### Texto seleccionado
※
Extraído de (pincha la imagen):
http://www.elmundo.es/cultura/2014/06/02/538b7ae8ca4741e3788b4577.html
Silvia Plath y su hija Frieda.

miércoles, 28 de mayo de 2014

LITERATURA UNIVERSAL: AMÉLIE NOTHOMB

Como hemos comentado en clase, el tema de la mujer y la literatura ofrece múlitples facetas, y os ofrezco dos textos que desarrollan los temas de la mujer ideal y del lesbianismo, respectivamente.



Triángulo Isósceles

 Mario Benedetti

El abogado Arsenio Portales y la ex actriz Fanny Araluce llevaban doce apacibles años de casados. Desde el comienzo, él le había exigido a Fanny que dejara la escena. Al parecer, no era tan liberal como para tolerar que noche a noche su linda mujer fuera abrazada y besada por otros.

A ella le había costado mucho aceptar esa exigencia, que le parecía absurda, machista y carente de un mínimo de sentido profesional. "Por otra parte", había agregado él como justificación a posteriori, "no creo que tengas las imprescindibles condiciones para triunfar en teatro. Sos demasiado transparente. En cada uno de tus personajes siempre estás vos, precisamente allí donde debería estar el personaje. Demasiado transparente. El verdadero actor debe ser opaco como ser humano; sólo así podrá ser otro, convertirse en otro. Por más que te vistas de Ofelia, Electra o Mariana Pineda, siempre serás Fanny Araluce. No niego que tengas un temperamento artístico, pero deberías encauzarlo más bien hacia la pintura o las letras. Es decir, hacia la práctica de un arte en el que la transparencia constituya una virtud y no un defecto."

Fanny lo dejaba exponer su teoría, pero en realidad él nunca la había convencido. Él no lo entendía ni lo valoraba así. Sin embargo, en la vida cotidiana, privada, Fanny era ordenada, sobria, casi una perfecta ama de casa.

Probablemente demasiado perfecta para el doctor Portales. En los últimos dos años, el abogado había mantenido otra relación, tan clandestina como estable, con una mujer apasionada, carnal, contradictoria, y, por si todo eso fuera poco, particularmente atractiva.
※
### Registros de datos
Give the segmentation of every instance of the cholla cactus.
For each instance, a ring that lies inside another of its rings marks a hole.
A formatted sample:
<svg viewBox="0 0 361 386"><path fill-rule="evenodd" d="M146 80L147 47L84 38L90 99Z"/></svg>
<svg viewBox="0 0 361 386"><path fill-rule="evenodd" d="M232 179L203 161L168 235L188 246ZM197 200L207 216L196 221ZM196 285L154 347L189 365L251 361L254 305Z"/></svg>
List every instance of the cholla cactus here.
※
### Tarea 1
Según el cuento sobre Arsenio Portales y Fanny Araluce, ¿cuántos años llevaban casados ellos dos?
### Tarea 2
Escribe la continuación del cuento sobre Arsenio Portales y Fanny Araluce a partir de su última oración.
Los registros no tienen relación con el cuento sobre Arsenio Portales y Fanny Araluce.

### Resultado 1
Doce años.

### Resultado 2
Como lugar adecuado para esos encuentros, Portales alquiló un apartamento a sólo ocho cuadras de su casa. Había sido minucioso en la organización de su cándido pretexto; por borrosos motivos profesionales debía viajar semanalmente a Buenos Aires. Como sólo estaba ausente las noches de los martes, le recomendaba a Fanny que no le telefoneara, pero, por si las moscas, le había dado el teléfono de un colega porteño, que tenía instrucciones precisas: "¿Arsenio? Fue a una reunión que creo se va a prolongar hasta muy tarde." Fanny nunca llamó.

Ella, que conocía como nadie las necesidades y manías de su marido, se encargaba de aprontarle el pequeño maletín y le llamaba el taxi. Portales se bajaba ocho cuadras más allá, subía al apartamento clandestino, se ponía cómodo, aprontaba los tragos, encendía el televisor; a la espera de Raquel, que, como también era casada, debía aguardar a que su marido emprendiera su inspección semanal a la estancia. En realidad, si se veían los martes había sido por complacer a Raquel, pues ése era el día que el hacendado había elegido para atender sus campos. "Y para dejarnos el campo libre", bromeaba Arsenio.

Cuando por fin llegaba Raquel, cenaban en casa, ya que no podían arriesgarse a que los vieran juntos en un cine o en un restaurante. Luego hacían el amor de una manera traviesa, juvenil, alegre, casi como si fueran dos adolescentes. Cada martes Portales se sentía revivir. Cada miércoles le costaba un poco regresar a las buenas costumbres del hogar lícito, genuino, sistemático.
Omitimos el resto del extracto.